==== ENTRIES SHOWN ====

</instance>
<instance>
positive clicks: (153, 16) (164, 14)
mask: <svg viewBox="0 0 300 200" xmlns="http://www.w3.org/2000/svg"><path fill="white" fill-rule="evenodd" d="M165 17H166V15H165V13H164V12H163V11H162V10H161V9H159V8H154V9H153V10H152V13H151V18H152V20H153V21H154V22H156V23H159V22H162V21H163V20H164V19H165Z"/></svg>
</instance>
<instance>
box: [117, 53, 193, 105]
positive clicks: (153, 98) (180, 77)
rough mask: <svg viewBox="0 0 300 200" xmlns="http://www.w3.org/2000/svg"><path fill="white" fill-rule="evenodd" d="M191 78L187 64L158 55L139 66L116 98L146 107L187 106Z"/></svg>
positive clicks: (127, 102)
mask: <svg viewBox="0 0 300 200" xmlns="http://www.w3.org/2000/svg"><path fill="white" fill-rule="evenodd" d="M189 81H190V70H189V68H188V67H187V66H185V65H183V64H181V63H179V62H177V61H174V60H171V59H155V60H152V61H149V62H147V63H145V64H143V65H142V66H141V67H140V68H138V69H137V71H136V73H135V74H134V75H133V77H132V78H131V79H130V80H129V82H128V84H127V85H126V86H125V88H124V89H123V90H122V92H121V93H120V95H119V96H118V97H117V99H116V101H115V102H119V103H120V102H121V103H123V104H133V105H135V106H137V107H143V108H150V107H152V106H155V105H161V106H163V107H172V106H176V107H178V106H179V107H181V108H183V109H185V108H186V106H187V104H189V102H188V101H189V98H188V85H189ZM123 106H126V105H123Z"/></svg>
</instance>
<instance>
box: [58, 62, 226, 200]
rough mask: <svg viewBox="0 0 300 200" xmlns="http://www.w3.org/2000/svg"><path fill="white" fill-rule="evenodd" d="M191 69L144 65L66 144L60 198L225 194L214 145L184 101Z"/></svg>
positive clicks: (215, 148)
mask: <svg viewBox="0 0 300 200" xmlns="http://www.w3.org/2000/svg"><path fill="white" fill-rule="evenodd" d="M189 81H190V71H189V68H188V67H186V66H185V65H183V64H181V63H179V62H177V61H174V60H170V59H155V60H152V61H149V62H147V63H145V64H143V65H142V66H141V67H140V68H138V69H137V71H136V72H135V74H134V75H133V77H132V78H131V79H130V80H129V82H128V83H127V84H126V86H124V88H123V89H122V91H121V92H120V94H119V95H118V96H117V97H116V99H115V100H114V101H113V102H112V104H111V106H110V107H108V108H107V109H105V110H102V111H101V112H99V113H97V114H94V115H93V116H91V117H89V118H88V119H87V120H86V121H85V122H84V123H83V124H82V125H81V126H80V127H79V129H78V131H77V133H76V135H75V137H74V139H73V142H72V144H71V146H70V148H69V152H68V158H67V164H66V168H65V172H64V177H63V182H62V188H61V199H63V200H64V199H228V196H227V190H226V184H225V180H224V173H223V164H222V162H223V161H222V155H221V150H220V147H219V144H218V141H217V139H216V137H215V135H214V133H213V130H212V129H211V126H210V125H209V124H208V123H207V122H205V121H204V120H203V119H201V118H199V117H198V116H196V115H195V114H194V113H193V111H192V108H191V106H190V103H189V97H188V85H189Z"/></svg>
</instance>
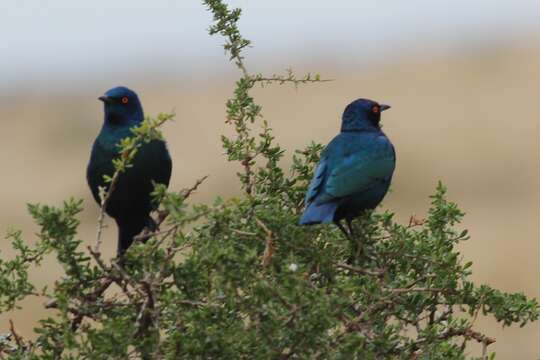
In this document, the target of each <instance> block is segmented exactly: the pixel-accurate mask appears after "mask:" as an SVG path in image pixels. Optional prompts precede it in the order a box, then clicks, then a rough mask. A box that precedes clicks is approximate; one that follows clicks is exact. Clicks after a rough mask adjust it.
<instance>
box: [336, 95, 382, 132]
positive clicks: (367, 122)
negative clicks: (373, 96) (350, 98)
mask: <svg viewBox="0 0 540 360" xmlns="http://www.w3.org/2000/svg"><path fill="white" fill-rule="evenodd" d="M388 109H390V106H389V105H383V104H379V103H377V102H375V101H373V100H368V99H358V100H355V101H353V102H352V103H350V104H349V105H347V107H346V108H345V111H344V112H343V116H342V120H341V131H362V130H371V129H380V128H381V127H380V125H379V123H380V121H381V112H383V111H384V110H388Z"/></svg>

====

- **YOUR TASK**: Every line from the first entry to the line containing "78L187 64L158 55L139" should be transcribed exactly, and nothing beyond it.

- **COMPLETED TASK**:
</instance>
<instance>
positive clicks: (153, 16) (164, 14)
mask: <svg viewBox="0 0 300 200" xmlns="http://www.w3.org/2000/svg"><path fill="white" fill-rule="evenodd" d="M165 17H166V15H165V13H164V12H163V11H162V10H161V9H159V8H154V9H153V10H152V13H151V18H152V20H153V21H154V22H156V23H159V22H162V21H163V20H164V19H165Z"/></svg>
</instance>
<instance>
box: [117, 53, 193, 105]
positive clicks: (153, 98) (180, 77)
rough mask: <svg viewBox="0 0 300 200" xmlns="http://www.w3.org/2000/svg"><path fill="white" fill-rule="evenodd" d="M191 78L187 64L158 55L139 66L116 98L146 107L187 106Z"/></svg>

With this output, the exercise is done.